Based on these considerations, we prospectively evaluated a diagnostic protocol using routine fiberoptic endoscopic evaluation of swallowing (FEES) in critically ill patients at risk to develop aspiration following temporary transnasal intubation or tracheotomy and tried to define the impact of post-extubation FEES on the initiation of aspiration-related treatment.

Material and methods

We conducted a prospective, interventional, clinical study at Klagenfurt General Hospital. The hospital is a 1,400-bed tertiary referral centre that serves a population of approximately 1,000,000 and runs seven ICUs (paediatrics and neonatology, 1; neurology, 1; neurosurgery, 1; cardiology, 1; general internal medicine, 1; and anaesthesiology, 2) with a total of 84 beds.

- _DATA TO EXAMINE_:
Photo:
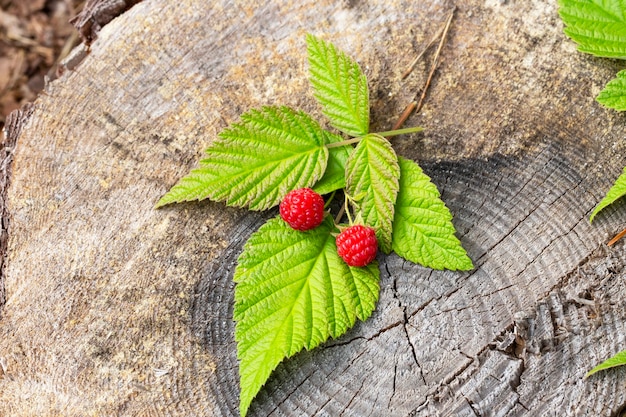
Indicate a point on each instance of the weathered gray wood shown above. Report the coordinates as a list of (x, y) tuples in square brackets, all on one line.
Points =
[(114, 308)]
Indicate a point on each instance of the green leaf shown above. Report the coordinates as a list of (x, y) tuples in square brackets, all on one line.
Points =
[(372, 170), (614, 94), (335, 176), (293, 291), (617, 191), (257, 162), (617, 360), (597, 26), (339, 86), (422, 228)]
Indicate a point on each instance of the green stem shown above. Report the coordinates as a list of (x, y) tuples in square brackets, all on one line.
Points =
[(344, 142), (330, 200), (389, 133), (404, 131)]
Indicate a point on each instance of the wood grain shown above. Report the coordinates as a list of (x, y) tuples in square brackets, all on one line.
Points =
[(114, 308)]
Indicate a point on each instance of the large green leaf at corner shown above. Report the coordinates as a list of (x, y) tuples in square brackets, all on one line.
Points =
[(372, 172), (597, 26), (293, 291), (618, 359), (339, 86), (613, 95), (257, 162), (422, 227), (335, 175), (617, 191)]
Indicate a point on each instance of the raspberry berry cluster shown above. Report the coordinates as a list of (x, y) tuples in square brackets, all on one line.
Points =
[(303, 209)]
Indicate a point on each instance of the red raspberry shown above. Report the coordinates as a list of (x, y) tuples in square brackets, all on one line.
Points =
[(357, 245), (302, 209)]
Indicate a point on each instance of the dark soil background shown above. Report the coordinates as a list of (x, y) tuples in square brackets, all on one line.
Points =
[(35, 35)]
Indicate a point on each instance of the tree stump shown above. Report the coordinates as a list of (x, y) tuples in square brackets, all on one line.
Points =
[(114, 308)]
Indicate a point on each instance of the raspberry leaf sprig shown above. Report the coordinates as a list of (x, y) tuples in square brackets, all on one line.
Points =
[(599, 29), (303, 277)]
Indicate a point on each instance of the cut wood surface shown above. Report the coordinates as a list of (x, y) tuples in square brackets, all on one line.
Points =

- _WORK INSTRUCTION 1_: According to the study excerpt, how many ICU beds does Klagenfurt General Hospital have in total?
- _WORK INSTRUCTION 2_: Output the study excerpt's text between "Based on these" and "of aspiration-related treatment.", inclusive.
Rely only on the study excerpt, not on the records.

- _ANSWER 1_: 84 beds.

- _ANSWER 2_:
Based on these considerations, we prospectively evaluated a diagnostic protocol using routine fiberoptic endoscopic evaluation of swallowing (FEES) in critically ill patients at risk to develop aspiration following temporary transnasal intubation or tracheotomy and tried to define the impact of post-extubation FEES on the initiation of aspiration-related treatment.